• **Reading passage**
- - -

Space vehicles from starfaring societies may be operated with or without sublight engines. If a space vehicle attempts to enter interplanetary space without a sublight engine, it may do so, though the amount of time needed to reach another planetary orbital will be quite significant. For the first orbital, the time is one year. For each subsequent orbital, the amount of time is x² years, where x is the number of orbitals to be traveled (e.g. three orbitals would take nine years, four would take 16, etc.). Any space vehicle with at least a Class Seven engine installed may have a sublight engine installed as an accessory. Space vehicles may also be given FTL engines as an accessory in order to move between stars like a starship, but require a full Class Ten engine first. Space vehicles without FTL drives will take centuries to reach the closest stars; generally it'll take too long to make for good role-playing.

- - -

• **Short exercise A**
Name every kind of engine the passage on space vehicles mentions.

(Collection entries)
- - -

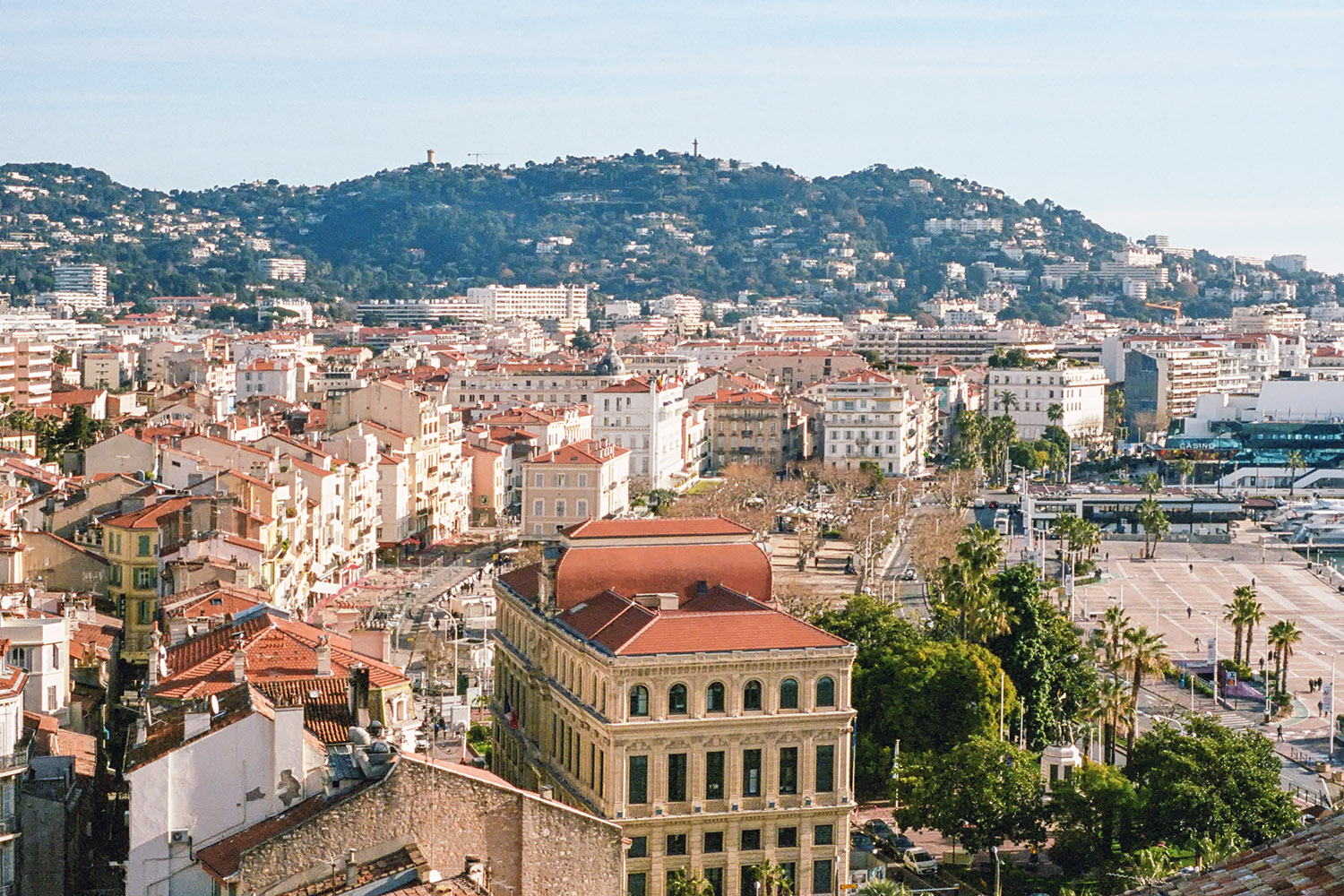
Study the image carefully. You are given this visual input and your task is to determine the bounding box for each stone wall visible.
[238,756,625,896]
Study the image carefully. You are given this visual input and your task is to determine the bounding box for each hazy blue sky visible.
[0,0,1344,271]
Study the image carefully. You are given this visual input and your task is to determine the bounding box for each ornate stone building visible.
[494,519,855,896]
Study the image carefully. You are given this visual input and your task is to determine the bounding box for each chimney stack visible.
[314,635,332,677]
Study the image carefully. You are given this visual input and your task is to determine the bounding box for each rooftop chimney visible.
[314,635,332,676]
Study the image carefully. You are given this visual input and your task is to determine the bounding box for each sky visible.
[0,0,1344,272]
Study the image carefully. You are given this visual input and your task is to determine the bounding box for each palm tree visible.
[1134,496,1172,560]
[1097,605,1129,672]
[752,858,793,896]
[1097,678,1131,766]
[857,880,910,896]
[1269,619,1303,694]
[1288,449,1306,497]
[1125,626,1167,756]
[1242,596,1266,665]
[1223,584,1255,665]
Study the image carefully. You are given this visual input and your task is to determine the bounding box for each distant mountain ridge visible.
[0,151,1322,323]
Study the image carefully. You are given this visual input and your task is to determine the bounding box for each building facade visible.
[494,519,855,896]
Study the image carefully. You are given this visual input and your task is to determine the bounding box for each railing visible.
[0,747,29,773]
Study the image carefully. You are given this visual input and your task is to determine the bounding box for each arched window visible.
[668,685,685,716]
[817,676,836,707]
[704,681,728,712]
[631,685,650,716]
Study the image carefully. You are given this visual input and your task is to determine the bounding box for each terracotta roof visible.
[152,611,408,700]
[102,497,191,530]
[529,439,631,465]
[164,582,271,619]
[126,684,276,771]
[561,516,752,541]
[559,586,846,657]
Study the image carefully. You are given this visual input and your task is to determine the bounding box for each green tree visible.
[1223,584,1263,664]
[1124,626,1167,755]
[1242,589,1269,665]
[986,564,1097,748]
[1134,496,1172,560]
[1288,449,1306,497]
[814,595,1018,799]
[1050,762,1139,872]
[1269,619,1303,694]
[54,404,99,450]
[897,737,1046,852]
[664,869,714,896]
[1125,716,1298,844]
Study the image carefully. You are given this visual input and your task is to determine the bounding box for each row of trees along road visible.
[814,527,1297,880]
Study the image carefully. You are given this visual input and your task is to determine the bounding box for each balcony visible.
[0,747,29,771]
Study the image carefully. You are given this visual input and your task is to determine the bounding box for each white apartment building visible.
[986,361,1110,441]
[0,608,70,724]
[234,358,298,401]
[1228,304,1306,333]
[51,264,108,305]
[467,283,589,328]
[126,693,327,896]
[823,371,929,476]
[650,293,704,323]
[257,258,308,283]
[925,218,1004,237]
[358,296,486,326]
[593,377,704,489]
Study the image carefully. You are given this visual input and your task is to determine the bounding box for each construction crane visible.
[1144,302,1182,323]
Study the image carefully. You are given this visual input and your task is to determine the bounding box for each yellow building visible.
[494,519,855,896]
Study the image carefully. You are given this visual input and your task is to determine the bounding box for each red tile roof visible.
[152,613,408,700]
[529,439,631,466]
[559,587,846,657]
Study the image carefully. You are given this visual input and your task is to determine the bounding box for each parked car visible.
[863,818,897,849]
[849,831,876,853]
[903,847,938,874]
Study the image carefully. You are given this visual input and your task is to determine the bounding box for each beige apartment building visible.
[523,439,631,538]
[494,519,855,896]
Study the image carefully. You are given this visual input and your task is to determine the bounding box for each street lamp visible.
[1325,651,1344,759]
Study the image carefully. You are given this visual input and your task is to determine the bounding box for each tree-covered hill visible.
[0,151,1322,323]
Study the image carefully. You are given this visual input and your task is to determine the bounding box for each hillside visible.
[0,151,1322,323]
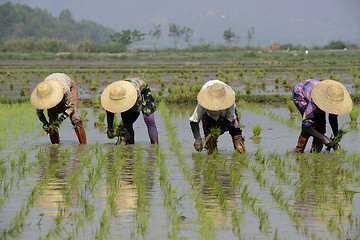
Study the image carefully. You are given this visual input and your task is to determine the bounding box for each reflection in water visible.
[37,144,83,215]
[103,144,155,221]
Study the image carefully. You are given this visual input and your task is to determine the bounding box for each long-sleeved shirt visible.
[190,80,236,122]
[36,73,75,124]
[293,79,337,132]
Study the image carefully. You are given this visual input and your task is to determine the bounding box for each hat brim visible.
[101,80,137,113]
[311,80,353,115]
[197,84,235,111]
[30,79,64,110]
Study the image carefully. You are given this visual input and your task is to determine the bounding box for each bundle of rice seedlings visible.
[80,108,89,122]
[333,129,349,144]
[349,107,360,124]
[205,127,221,154]
[326,129,349,151]
[251,124,262,139]
[286,101,296,118]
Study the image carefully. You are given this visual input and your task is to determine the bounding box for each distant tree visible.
[169,23,184,48]
[0,1,115,43]
[149,24,161,48]
[59,9,75,23]
[247,27,255,48]
[183,27,194,47]
[223,28,240,45]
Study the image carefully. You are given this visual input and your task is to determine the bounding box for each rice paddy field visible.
[0,51,360,239]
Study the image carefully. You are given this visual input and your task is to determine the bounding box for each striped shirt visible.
[292,79,324,127]
[44,73,75,115]
[190,80,236,122]
[125,78,147,112]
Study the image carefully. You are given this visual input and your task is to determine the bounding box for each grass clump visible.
[94,112,106,128]
[115,121,127,145]
[286,101,297,118]
[348,107,360,124]
[50,121,60,133]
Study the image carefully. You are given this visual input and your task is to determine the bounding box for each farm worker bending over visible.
[292,79,353,153]
[190,80,245,153]
[30,73,86,144]
[101,78,159,144]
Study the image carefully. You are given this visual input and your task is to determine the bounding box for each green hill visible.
[0,2,115,43]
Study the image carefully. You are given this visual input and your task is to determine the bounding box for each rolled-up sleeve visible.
[225,104,236,122]
[64,91,75,116]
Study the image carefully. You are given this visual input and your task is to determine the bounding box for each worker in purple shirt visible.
[292,79,353,153]
[30,73,86,144]
[101,78,159,144]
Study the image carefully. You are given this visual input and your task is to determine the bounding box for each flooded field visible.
[0,103,360,239]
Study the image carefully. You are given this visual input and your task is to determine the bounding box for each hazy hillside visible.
[0,2,115,43]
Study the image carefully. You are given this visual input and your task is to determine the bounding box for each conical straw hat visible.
[30,79,64,109]
[101,80,137,113]
[311,80,353,115]
[197,83,235,111]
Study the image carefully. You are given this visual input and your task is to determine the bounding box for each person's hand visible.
[106,129,116,139]
[43,125,51,133]
[194,138,203,152]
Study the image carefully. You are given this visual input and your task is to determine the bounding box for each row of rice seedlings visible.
[106,144,125,216]
[0,103,41,149]
[155,146,184,239]
[2,148,60,239]
[38,146,95,239]
[193,151,229,210]
[159,102,216,239]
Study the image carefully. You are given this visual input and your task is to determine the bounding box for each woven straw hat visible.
[311,80,353,115]
[30,79,64,109]
[101,80,137,113]
[197,83,235,111]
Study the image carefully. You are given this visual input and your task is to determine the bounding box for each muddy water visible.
[0,106,360,239]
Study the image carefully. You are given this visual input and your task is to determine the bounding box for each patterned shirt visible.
[36,73,75,120]
[125,78,147,112]
[190,80,236,122]
[293,79,324,127]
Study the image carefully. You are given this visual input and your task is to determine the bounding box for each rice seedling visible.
[50,121,61,133]
[348,107,360,125]
[94,112,106,128]
[250,124,262,140]
[204,127,221,154]
[286,101,297,119]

- - -

• **Short exercise B**
In the rows, switch "bounding box" to "box outline" starting with the line that contains "tree-covered hill visible." and going on through the line that contains "[223,28,240,45]", leaving everything else as it is. Leave the pictures out of your answer.

• **Expected output A**
Sublight engine, Class Seven engine, FTL engine (also called FTL drive), Class Ten engine

• **Expected output B**
Study the image carefully. You are given this visual input and your task is to determine the box outline for each tree-covered hill visible.
[0,151,1322,323]
Study the image carefully. You are given this visual input and your task is to determine the box outline for each hillside visible.
[0,151,1322,323]
Study the image carefully. You are given this visual input and your task is to determine the box outline for each reflection in water visible.
[37,144,83,215]
[103,144,155,221]
Study the image carefully. You are given this visual input and your task is to determine the box outline for each long-sleeved shirt visible.
[190,80,236,122]
[36,73,75,124]
[293,79,337,132]
Study the image carefully. You are given this visual input and your task is to determine the box outline for each hat brim visible.
[101,80,137,113]
[311,80,353,115]
[197,84,235,111]
[30,79,64,110]
Study the image carefully. You are given this visual input and your task is to determine the box outline for each bundle of rice seedlings visible.
[80,108,89,122]
[333,129,349,144]
[349,107,360,124]
[205,127,221,154]
[326,129,349,151]
[251,124,262,139]
[286,101,296,118]
Study the image carefully. You are given this visual input and your task is to determine the box outline for each distant tree visible.
[169,23,184,48]
[0,1,115,43]
[149,24,161,48]
[59,9,75,23]
[247,27,255,48]
[183,27,194,47]
[223,28,240,45]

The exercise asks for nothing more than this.